DOCUMENT SECTION =>
+++

By Bill Kirk and Dustin Luca Staff writers
---- — NORTH ANDOVER — Batteries. Flashlights. Stand-up lanterns.
All or mostly gone.
Generators? Fugetaboutit. Ace Hardware on Route 114 in North Andover sold its last two generators earlier this week. And the New York warehouse that distributes to the hundreds of Ace stores throughout New England is also out of them.
For an area that’s been devastated over the last few years by power-crippling ice storms, floods, and last year’s October blizzard, many local retailers are saying people are buying supplies in preparation of Hurricane Sandy’s arrival at a feverish pitch.
But is it just a hyped panic? Or is the threat real?
“This has the makings of a natural disaster,” Martin Murray, spokesman for utility Public Service of New Hampshire, said. “We all, as individuals, have to be prepared for the possibility for dealing without services, including power, for several days.”
Currently, the storm is moving over the Atlantic Ocean as a hurricane. Several weather models project the storm will move along the east coast until it passes North Carolina, at which point it’s expected to move northwest towards New Jersey.
Even with that track, damage is expected to be significant. The storm will lose strength as it hits land, but it will merge with a northern jet stream. The contrast between warm, tropical air and colder Canadian air “will significantly intensify the storm as it moves up the east coast,” according to Eric Sinsabaugh, meteorologist with the National Weather Service in Gray, Maine.
After that, “it’s going to close off over the Northeast and, once that happens, it pretty much becomes stationary,” Sinsabaugh said. “It’s not going to show a lot of movement between Tuesday and Thursday.”
The storm is “pretty much going to trash the whole week,” he said.
The height of wind speeds will be felt beginning Monday night and continue throughout Tuesday, with wind and rain slowing down through to Thursday, Sinsabaugh said. At the storm’s peak, sustained winds will be as low as 20 to 30 miles per hour, with gusts as high as 50 to 60 miles per hour.
Some aren’t taking any chances. At the Home Depot on the Loop in Methuen, Jim and Edith Harvey of Andover bought the last generator on the store floor at about 11 a.m.
The store wasn’t expecting another delivery of 35 units until after midnight today.

+++

TASKS TO CARRY OUT =>
A. According to the Hurricane Sandy article, how high will wind gusts reach at the storm's peak?
B. Name each kind of severe weather that the Hurricane Sandy article says has devastated the area over the last few years.
C. Duplicate the passage of the Hurricane Sandy article starting with "Generators? Fugetaboutit. Ace" and going on through "out of them.".
The material that comes after the Hurricane Sandy article has no connection to it.

MATERIAL =>
+++

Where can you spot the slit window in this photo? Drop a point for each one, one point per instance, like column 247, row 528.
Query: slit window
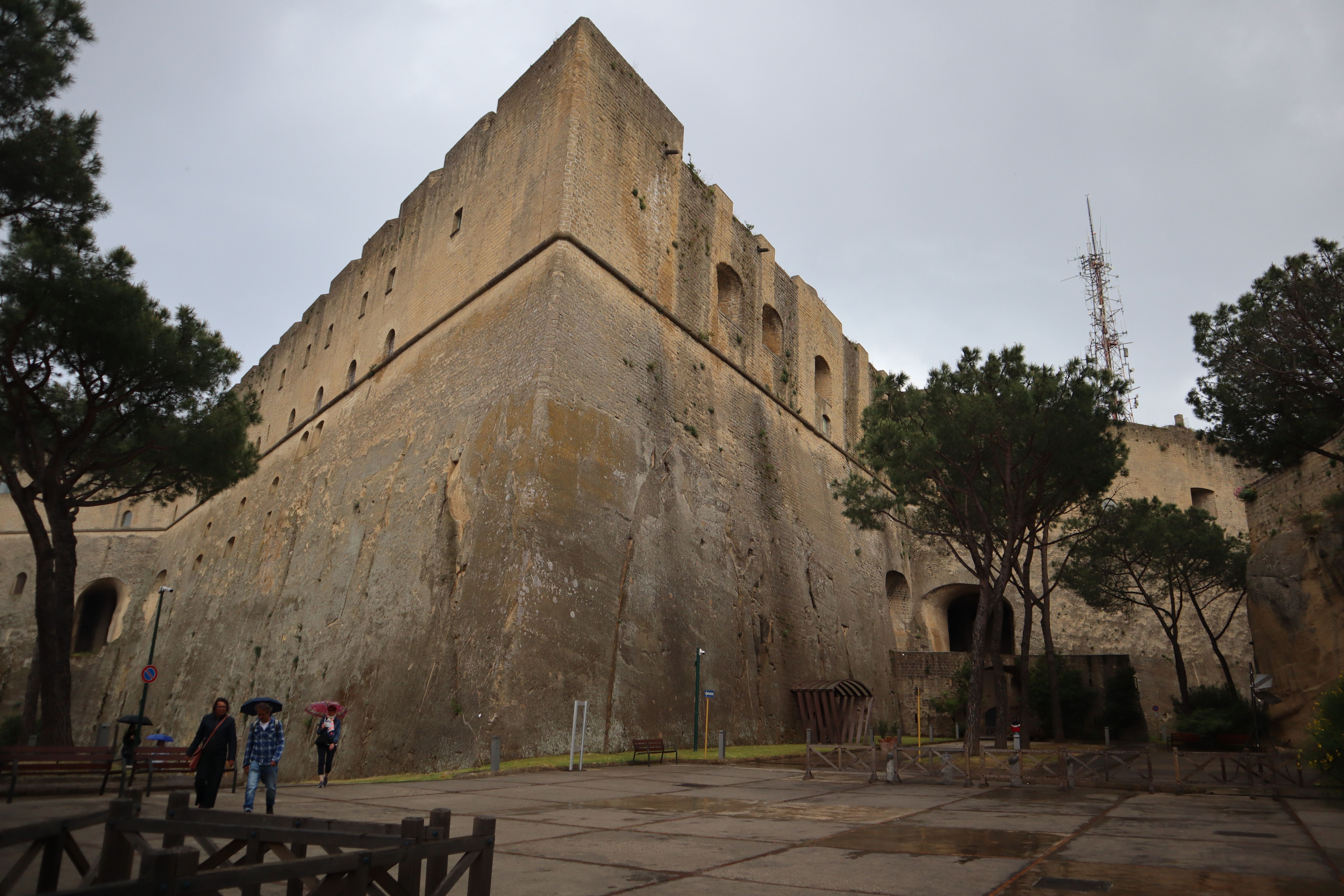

+++

RESULTS FOR EACH TASK =>
A. As high as 50 to 60 miles per hour.

B. Power-crippling ice storms, floods, and last year's October blizzard.

C.
Generators? Fugetaboutit. Ace Hardware on Route 114 in North Andover sold its last two generators earlier this week. And the New York warehouse that distributes to the hundreds of Ace stores throughout New England is also out of them.